- _Task requirements_: Pick up the interview with Daudet about his illness and his writing after its final line, and carry it on.

Not once, neither at the doctor’s nor the spas, has the disease been given its real name. Mostly, I’m held to have ‘rheumatisms’. More formally, I have a disease of the bone marrow, or a degeneration of the nervous system—which is, of course, accurate.

DE MONTALK

Could your contemplation of suicide have been a factor? Julia begged you to think of the children.

DAUDET

Above all, I didn’t want to worry her. I didn’t want to worry any of my family. I took the view, as I told Ebner, that ‘Suffering is nothing—the difficult thing is to avoid making those one loves suffer.’ Not that they’re always taken in.

DE MONTALK

Ebner quotes you saying just this. He recalls an occasion on which Julia entered your study as you were sharing your pain with a friend. Your body was slumped, your head was bent, your ‘loins’ were being tortured, you said, as if with a hot poker. Upon seeing the doorknob turn, you quickly stood, smiled and replied strongly, in response to her question, that all was well.

DAUDET

Pain soon becomes mundane to onlookers, even those closest to us. Compassion fades. I attempt to keep my ordeal to myself to protect others, and as a matter of pride—in order not to see tedium in their eyes.

page 43

DE MONTALK

What of those who suffer alone—who have no family or friends with whom to share their anguish?

DAUDET

For me, the easiest way to be in pain is to be alone, like a mole in a burrow, free of explanations, expectations, the limitations I place on my family.

DE MONTALK

I have a photograph of you and Julia, taken five years ago in the garden of your country house at Champrosay. You sit on a slatted seat. Julia stands alongside, holding a folded parasol. You tilt your head, and feign interest with a half-smile. Your face seems pallid, even in black and white. I sense fragility. For some time, you’d been finding writing a challenge—a test of will and endurance?

DAUDET

By then my writing had become a daily exercise of effort and willpower, of binding myself to the fixed moment at which I’d seat myself at the table and challenge my illness. I felt my life was effectively over. I lived instead through my novels.

DE MONTALK

These challenges have resulted in some ten publications and plays since 1885 when tabes declared itself and the pain became almost constant. What have been your motifs during the twelve years of greatest pain? I’ve listed: adventure, reminiscence, satire, romance and the pitfalls of divorce, jealousy, studies of the stage, the purifying effects of true love in La Fedor, and contrasts within families in Soutienne de famille, to be published next year. These topics seem to be consistent with your pre-tabes oeuvre, written from the heart of humour, sadness and ‘living fact’. To which work do you feel closest?

- _Given records_:
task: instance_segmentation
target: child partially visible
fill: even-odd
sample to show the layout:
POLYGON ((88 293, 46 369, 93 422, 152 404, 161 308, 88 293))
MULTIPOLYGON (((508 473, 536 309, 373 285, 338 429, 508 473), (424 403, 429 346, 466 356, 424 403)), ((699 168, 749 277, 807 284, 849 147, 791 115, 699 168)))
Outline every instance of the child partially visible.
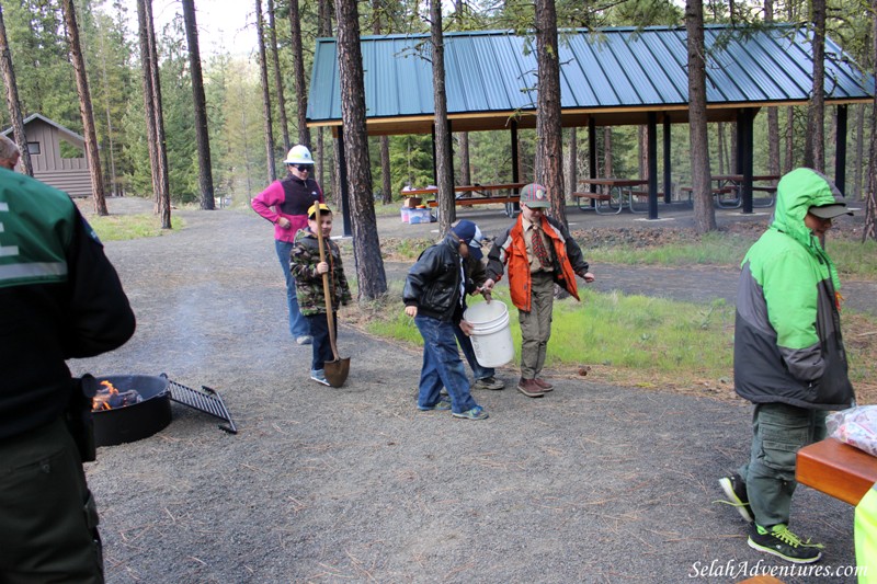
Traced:
POLYGON ((348 278, 341 264, 341 251, 329 239, 332 233, 332 210, 323 203, 315 203, 308 209, 308 227, 299 229, 289 255, 289 271, 295 276, 298 308, 308 321, 314 337, 310 378, 329 385, 323 366, 334 355, 329 341, 329 322, 326 316, 322 275, 329 274, 329 297, 332 302, 333 334, 338 335, 338 308, 351 301, 348 278), (322 229, 326 261, 320 262, 317 230, 322 229))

- _Task answer_:
DAUDET

Of all I’ve written—and since I’ll always love the South—Lettres de mon moulin remains my favourite book. I write according to my page 44 surroundings. For some ten years now, I’ve been mostly surrounded by Paris.

DE MONTALK

And by pain: except that physical distress as a theme doesn’t feature. It has been said that something of the natural energy and allure of your writing has been absent since Sappho was published in 1884.

DAUDET

One only has to imagine the torture of living within a wall that is gradually tightening, adding one constraint to another.

DE MONTALK

Do the distraction of writing and the impetus of responsibility—of maintaining your place in the family—help to hold back the wall?

DAUDET

My responsibilities and anxieties as a father and head of a household are certainly an incentive to keeping me on my feet. As is comparison with the less fortunate—with sufferers for whom financial hardship and a lack of warmth, food, wine and affection are added to their misery.

DE MONTALK

In a conversation with Léon, in his first memoir, you keep returning to the ‘alliance between pity and pain’—an alliance seen in your writing, in poignancy arising from pity for human misery, as much as in irony prompted by your observations of absurdity. Are your acts of pity in daily life a manifestation of compassion through pain?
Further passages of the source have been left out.